Exercer sa liberté d’expression, ça doit s’apprendre aussi à l’école

Lettres patentes du roi

Il en va du numérique et de ses enjeux comme de beaucoup d’autres sujets : ceux qui en parlent avec pertinence ne sont jamais les premiers à se précipiter sur le microphone. Pendant que le microcosme idéologico-politique s’agite en sous-main autour de l’enseignement du code, brandissant frénétiquement les syllogismes et les arguties les plus éculées, obligeant même un ministre de l’Éducation à se positionner sur le sujet alors qu’à l’évidence, c’est bien la dernière de ses préoccupations, d’autres, nous allons le voir, de manière plus discrète, rappellent patiemment quels sont les enjeux pour la société.

Tenez, par exemple : Internet et le numérique ont permis aujourd’hui à presque tous, à chaque citoyen, d’exercer enfin ce droit, hier réservé à quelques-uns, d’avoir son opinion et de pouvoir l’exprimer publiquement. Ce n’est pas la première fois (1) que j’évoque ce choc culturel, cet incroyable bouleversement qui modifie en profondeur la médiation et les modes de transmission des savoirs et des connaissances. Les médias et l’école ne sont pas près de s’en remettre.

..........

- _ÉNONCÉ 1_: D'après le texte sur la liberté d'expression, en quoi Internet et le numérique représentent-ils un choc culturel ? Répondez en une à trois phrases.
- _ÉNONCÉ 2_: Mettez dans un CSV à deux colonnes, nommées demande et réponse, les enregistrements qui vont de la ligne contenant « Note: point to the tree canopy » jusqu'à la fin des enregistrements, bornes comprises. Faites une ligne par demande, avec chaque champ entre guillemets et les sauts de ligne remplacés par des espaces.
Le texte et les enregistrements n'ont aucun lien entre eux.

Entrées de pointage d'objets étiquetés:

..........

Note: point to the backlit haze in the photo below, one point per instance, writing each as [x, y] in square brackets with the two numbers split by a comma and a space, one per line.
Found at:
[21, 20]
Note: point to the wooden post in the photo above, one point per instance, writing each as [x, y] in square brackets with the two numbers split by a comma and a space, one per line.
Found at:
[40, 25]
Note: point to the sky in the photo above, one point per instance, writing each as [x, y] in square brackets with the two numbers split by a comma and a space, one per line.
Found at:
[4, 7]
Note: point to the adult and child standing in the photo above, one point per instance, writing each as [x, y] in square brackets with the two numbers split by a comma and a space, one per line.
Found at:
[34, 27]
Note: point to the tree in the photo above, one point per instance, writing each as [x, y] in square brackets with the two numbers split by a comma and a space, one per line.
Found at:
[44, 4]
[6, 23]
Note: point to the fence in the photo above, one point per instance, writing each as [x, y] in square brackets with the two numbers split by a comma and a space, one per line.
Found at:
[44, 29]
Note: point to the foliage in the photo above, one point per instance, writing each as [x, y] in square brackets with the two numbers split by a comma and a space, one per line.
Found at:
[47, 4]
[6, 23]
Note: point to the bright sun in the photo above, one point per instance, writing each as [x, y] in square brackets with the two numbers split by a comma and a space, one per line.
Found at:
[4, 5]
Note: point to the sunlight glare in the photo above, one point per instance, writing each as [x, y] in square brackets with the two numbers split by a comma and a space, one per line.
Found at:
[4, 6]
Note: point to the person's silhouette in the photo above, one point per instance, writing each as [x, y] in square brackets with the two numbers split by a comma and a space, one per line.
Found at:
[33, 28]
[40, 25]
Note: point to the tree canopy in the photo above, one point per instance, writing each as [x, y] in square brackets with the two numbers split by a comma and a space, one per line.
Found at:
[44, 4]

..........

- _RÉPONSE RÉDIGÉE 1_: Internet et le numérique ont permis à presque chaque citoyen d'exercer un droit autrefois réservé à quelques-uns : avoir son opinion et pouvoir l'exprimer publiquement. Ce bouleversement modifie en profondeur la médiation et les modes de transmission des savoirs et des connaissances.

- _RÉPONSE RÉDIGÉE 2_:
demande,réponse
"Note: point to the tree canopy in the photo above, one point per instance, writing each as [x, y] in square brackets with the two numbers split by a comma and a space, one per line. Found at:","[44, 4]"